SEZIONE DEL TESTO:
- - - - -
Dalla postfazione all’antologia Bagliori nella notte. La Seconda guerra mondiale e gli internazionalisti del «Terzo Fronte», Movimento Reale, luglio 2023.
VII
Lasciando Val-de-Villé prendiamo una strada secondaria che aggira Sélestat a nord. Sta piovendo di nuovo. Un soldato tedesco, che per caso stava camminando accanto a me, mi ha passato un pezzo di cerata. Mentre lo ringrazio nella sua stessa lingua, lui, a bassa voce: ‘Siamo tutti fratelli; e voi francesi siete fortunati: per voi la guerra è finita…’. È un uomo sulla trentina, il viso pieno di rughe, gli occhi scuri e febbricitanti, le spalle cadenti. Ah, avrei voluto stringergli la mano, per dire: parla, racconta come hai vissuto, come ti sei fatto questo cuore d’uomo! Jean Malaquais, Diario di guerra, 1939-1940
L’occupazione di gran parte dell’Europa da parte delle truppe della potenza imperialistica tedesca, la piena assunzione delle leve statali dei paesi sconfitti da parte dell’amministrazione tedesca o l’istituzione di governi nazionali collaborazionisti, ebbero un forte impatto sia sulle borghesie nazionali che sulla classe operaia europea, della quale uniformò in una certa misura le condizioni, generando al contempo una relativa uniformità anche nelle sue reazioni a queste stesse condizioni.
- - - - -
MATERIALE FORNITO:
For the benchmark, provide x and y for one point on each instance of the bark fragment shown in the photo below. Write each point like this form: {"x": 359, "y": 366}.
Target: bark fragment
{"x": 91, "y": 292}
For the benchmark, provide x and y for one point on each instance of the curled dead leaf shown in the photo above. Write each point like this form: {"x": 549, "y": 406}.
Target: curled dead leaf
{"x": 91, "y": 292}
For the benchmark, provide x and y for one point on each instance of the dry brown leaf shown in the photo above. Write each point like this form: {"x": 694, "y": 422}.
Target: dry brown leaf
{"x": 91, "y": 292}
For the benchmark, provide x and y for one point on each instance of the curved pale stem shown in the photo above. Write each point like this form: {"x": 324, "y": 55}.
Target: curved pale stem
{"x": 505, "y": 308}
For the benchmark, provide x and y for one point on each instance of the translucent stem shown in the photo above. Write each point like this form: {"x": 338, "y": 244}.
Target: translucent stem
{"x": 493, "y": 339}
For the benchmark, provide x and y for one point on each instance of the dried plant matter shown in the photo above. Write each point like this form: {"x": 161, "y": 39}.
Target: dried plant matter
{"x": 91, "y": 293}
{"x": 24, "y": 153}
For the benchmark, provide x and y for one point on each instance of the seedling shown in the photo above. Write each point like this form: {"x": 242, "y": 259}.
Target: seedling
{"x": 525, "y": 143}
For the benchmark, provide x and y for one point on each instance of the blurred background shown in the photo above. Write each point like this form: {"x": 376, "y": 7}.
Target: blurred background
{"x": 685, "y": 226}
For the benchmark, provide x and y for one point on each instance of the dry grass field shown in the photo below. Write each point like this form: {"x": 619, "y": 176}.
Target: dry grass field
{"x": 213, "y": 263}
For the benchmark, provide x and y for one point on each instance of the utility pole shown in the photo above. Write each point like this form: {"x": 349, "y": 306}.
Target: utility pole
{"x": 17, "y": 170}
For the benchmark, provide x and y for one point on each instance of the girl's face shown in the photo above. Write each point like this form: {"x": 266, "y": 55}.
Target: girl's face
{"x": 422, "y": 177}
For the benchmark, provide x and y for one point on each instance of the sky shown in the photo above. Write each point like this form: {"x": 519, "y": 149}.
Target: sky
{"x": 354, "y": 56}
- - - - -
COMPITI ED ESERCIZI:
1 > Nel testo sulla Seconda guerra mondiale, riscrivi il tratto che va da "Dalla postfazione all’antologia" fino a "Reale, luglio 2023.", sostituendo "postfazione" con "prefazione".
2 > Secondo il testo sulla Seconda guerra mondiale, che cosa passa il soldato tedesco a chi scrive il diario?
I dati costituiscono un materiale a sé stante.

RISPOSTE ATTESE:
1 >
Dalla prefazione all’antologia Bagliori nella notte. La Seconda guerra mondiale e gli internazionalisti del «Terzo Fronte», Movimento Reale, luglio 2023.

2 > Un pezzo di cerata.